Activity: Up to and including the line with "Give the mask of every instance of the blue", copy the records below exactly from their first line.

Data to process:
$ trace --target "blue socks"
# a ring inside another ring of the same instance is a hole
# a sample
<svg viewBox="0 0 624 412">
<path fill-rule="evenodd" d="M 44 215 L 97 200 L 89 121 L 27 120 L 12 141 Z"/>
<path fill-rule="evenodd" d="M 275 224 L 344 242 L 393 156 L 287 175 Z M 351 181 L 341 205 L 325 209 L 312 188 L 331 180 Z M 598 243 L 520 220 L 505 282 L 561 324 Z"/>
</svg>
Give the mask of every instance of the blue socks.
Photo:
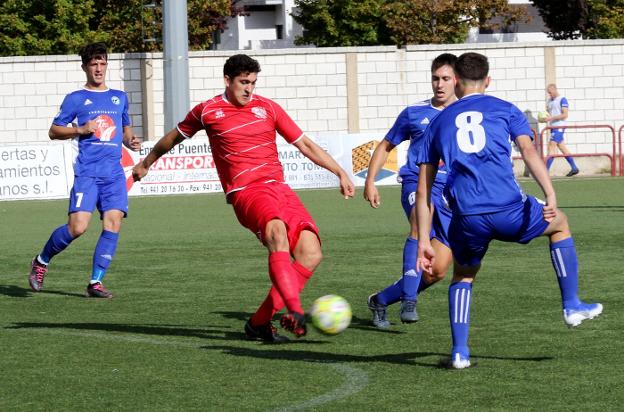
<svg viewBox="0 0 624 412">
<path fill-rule="evenodd" d="M 550 170 L 550 166 L 552 166 L 553 160 L 555 160 L 554 157 L 549 157 L 548 159 L 546 159 L 546 169 Z M 576 166 L 576 163 L 574 162 L 574 158 L 572 156 L 566 156 L 565 160 L 568 161 L 572 170 L 578 170 L 578 167 Z"/>
<path fill-rule="evenodd" d="M 401 299 L 416 300 L 416 296 L 430 285 L 422 277 L 422 271 L 416 272 L 418 240 L 408 236 L 403 247 L 403 276 L 377 294 L 381 305 L 392 305 Z"/>
<path fill-rule="evenodd" d="M 69 227 L 66 224 L 57 227 L 54 232 L 52 232 L 50 239 L 48 239 L 43 250 L 39 254 L 39 262 L 48 265 L 50 260 L 64 251 L 72 240 L 74 240 L 74 238 L 69 233 Z"/>
<path fill-rule="evenodd" d="M 416 258 L 418 257 L 418 240 L 408 236 L 403 246 L 403 290 L 404 300 L 416 300 L 416 294 L 422 271 L 416 271 Z"/>
<path fill-rule="evenodd" d="M 449 286 L 449 318 L 451 336 L 453 337 L 452 353 L 460 353 L 470 357 L 468 333 L 470 331 L 470 304 L 472 302 L 472 283 L 457 282 Z"/>
<path fill-rule="evenodd" d="M 401 300 L 403 294 L 403 278 L 397 280 L 392 285 L 386 287 L 381 292 L 377 293 L 377 303 L 380 305 L 392 305 Z"/>
<path fill-rule="evenodd" d="M 578 167 L 576 167 L 576 163 L 574 162 L 574 158 L 572 156 L 566 156 L 565 160 L 568 161 L 568 164 L 570 165 L 572 170 L 578 170 Z"/>
<path fill-rule="evenodd" d="M 557 282 L 561 290 L 561 303 L 564 309 L 578 306 L 578 259 L 574 240 L 571 237 L 550 244 L 552 260 Z"/>
<path fill-rule="evenodd" d="M 119 233 L 103 230 L 100 239 L 93 252 L 93 271 L 91 272 L 91 283 L 101 282 L 106 275 L 106 269 L 115 256 L 117 250 L 117 240 Z"/>
</svg>

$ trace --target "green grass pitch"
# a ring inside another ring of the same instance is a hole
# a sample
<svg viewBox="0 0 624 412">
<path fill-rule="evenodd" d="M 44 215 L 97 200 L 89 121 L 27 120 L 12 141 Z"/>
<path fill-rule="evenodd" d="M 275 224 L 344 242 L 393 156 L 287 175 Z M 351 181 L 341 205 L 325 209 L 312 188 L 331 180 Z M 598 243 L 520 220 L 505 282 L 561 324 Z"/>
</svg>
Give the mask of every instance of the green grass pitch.
<svg viewBox="0 0 624 412">
<path fill-rule="evenodd" d="M 539 197 L 535 184 L 523 182 Z M 547 239 L 494 242 L 474 287 L 476 366 L 448 356 L 448 277 L 420 296 L 421 320 L 374 329 L 367 296 L 398 278 L 407 223 L 399 188 L 383 203 L 337 190 L 299 192 L 325 259 L 304 307 L 345 297 L 353 321 L 280 346 L 248 342 L 243 324 L 264 298 L 266 252 L 223 195 L 132 198 L 106 278 L 110 301 L 83 297 L 100 228 L 57 256 L 41 293 L 30 259 L 64 222 L 66 201 L 0 202 L 2 411 L 621 410 L 624 402 L 624 180 L 555 181 L 580 264 L 581 297 L 604 313 L 562 320 Z M 514 292 L 515 291 L 515 292 Z"/>
</svg>

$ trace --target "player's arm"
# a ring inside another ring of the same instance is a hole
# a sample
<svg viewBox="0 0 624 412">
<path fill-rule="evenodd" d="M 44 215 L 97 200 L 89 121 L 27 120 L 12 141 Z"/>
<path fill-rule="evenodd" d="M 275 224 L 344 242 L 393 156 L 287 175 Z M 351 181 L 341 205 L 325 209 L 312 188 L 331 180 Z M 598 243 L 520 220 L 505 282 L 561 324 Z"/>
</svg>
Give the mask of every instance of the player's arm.
<svg viewBox="0 0 624 412">
<path fill-rule="evenodd" d="M 377 177 L 377 173 L 379 173 L 386 160 L 388 160 L 388 155 L 394 147 L 388 140 L 383 139 L 375 148 L 368 164 L 368 174 L 364 183 L 364 199 L 368 200 L 371 207 L 375 209 L 381 204 L 381 196 L 379 196 L 379 191 L 377 186 L 375 186 L 375 177 Z"/>
<path fill-rule="evenodd" d="M 531 176 L 533 176 L 546 197 L 544 219 L 547 222 L 550 222 L 556 215 L 557 196 L 555 195 L 555 189 L 553 188 L 552 181 L 550 180 L 548 169 L 546 169 L 546 165 L 544 165 L 542 158 L 537 154 L 537 150 L 535 149 L 535 146 L 529 136 L 520 135 L 516 137 L 516 145 L 518 146 L 518 150 L 520 150 L 524 163 L 529 168 Z"/>
<path fill-rule="evenodd" d="M 180 131 L 175 128 L 163 136 L 145 156 L 145 159 L 141 160 L 132 168 L 132 177 L 135 182 L 141 180 L 147 174 L 150 166 L 162 155 L 171 150 L 174 146 L 179 144 L 185 139 Z"/>
<path fill-rule="evenodd" d="M 124 126 L 123 128 L 123 144 L 130 150 L 137 151 L 141 149 L 141 139 L 134 134 L 132 126 Z"/>
<path fill-rule="evenodd" d="M 418 259 L 416 266 L 427 272 L 433 268 L 435 252 L 429 239 L 431 233 L 431 216 L 433 204 L 431 202 L 431 188 L 435 180 L 438 166 L 431 163 L 422 163 L 418 188 L 416 189 L 416 221 L 418 222 Z"/>
<path fill-rule="evenodd" d="M 303 135 L 299 140 L 293 143 L 297 149 L 308 159 L 329 170 L 340 179 L 340 193 L 348 199 L 355 195 L 355 186 L 349 178 L 347 172 L 319 145 L 314 143 L 308 136 Z"/>
<path fill-rule="evenodd" d="M 48 136 L 51 140 L 67 140 L 73 139 L 78 136 L 87 135 L 95 132 L 97 128 L 97 124 L 95 120 L 89 120 L 82 126 L 59 126 L 58 124 L 53 124 L 50 126 L 50 130 L 48 131 Z"/>
</svg>

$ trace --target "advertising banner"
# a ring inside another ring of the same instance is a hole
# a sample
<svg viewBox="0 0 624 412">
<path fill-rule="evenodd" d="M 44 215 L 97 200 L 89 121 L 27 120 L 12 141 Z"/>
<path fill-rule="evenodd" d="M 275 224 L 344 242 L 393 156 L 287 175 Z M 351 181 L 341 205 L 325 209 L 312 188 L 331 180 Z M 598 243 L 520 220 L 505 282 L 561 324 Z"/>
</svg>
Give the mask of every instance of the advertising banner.
<svg viewBox="0 0 624 412">
<path fill-rule="evenodd" d="M 0 146 L 0 200 L 68 197 L 71 151 L 69 144 Z"/>
<path fill-rule="evenodd" d="M 356 186 L 363 186 L 368 164 L 382 135 L 320 134 L 314 141 L 351 174 Z M 132 179 L 132 167 L 145 158 L 155 142 L 144 142 L 139 152 L 122 150 L 130 196 L 222 192 L 212 151 L 206 136 L 187 139 L 156 161 L 141 182 Z M 396 184 L 397 172 L 405 163 L 407 142 L 388 155 L 376 184 Z M 284 178 L 293 189 L 338 187 L 338 178 L 277 139 Z M 67 198 L 73 184 L 71 142 L 0 147 L 0 200 Z"/>
</svg>

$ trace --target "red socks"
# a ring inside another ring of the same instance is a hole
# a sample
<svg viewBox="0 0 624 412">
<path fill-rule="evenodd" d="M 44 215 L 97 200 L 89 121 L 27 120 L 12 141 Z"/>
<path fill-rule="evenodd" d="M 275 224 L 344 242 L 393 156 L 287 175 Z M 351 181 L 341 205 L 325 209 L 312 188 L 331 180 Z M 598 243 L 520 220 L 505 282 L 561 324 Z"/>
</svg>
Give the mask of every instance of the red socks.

Written solution:
$ trace --target "blue socks"
# a ring inside another ring of the same instance is a hole
# a sample
<svg viewBox="0 0 624 412">
<path fill-rule="evenodd" d="M 44 215 L 97 200 L 89 121 L 27 120 L 12 141 Z"/>
<path fill-rule="evenodd" d="M 275 224 L 344 242 L 393 156 L 287 175 Z M 351 181 L 341 205 L 325 209 L 312 188 L 331 180 Z M 598 243 L 520 220 L 505 282 L 561 324 Z"/>
</svg>
Give the mask of every instance of the blue socks.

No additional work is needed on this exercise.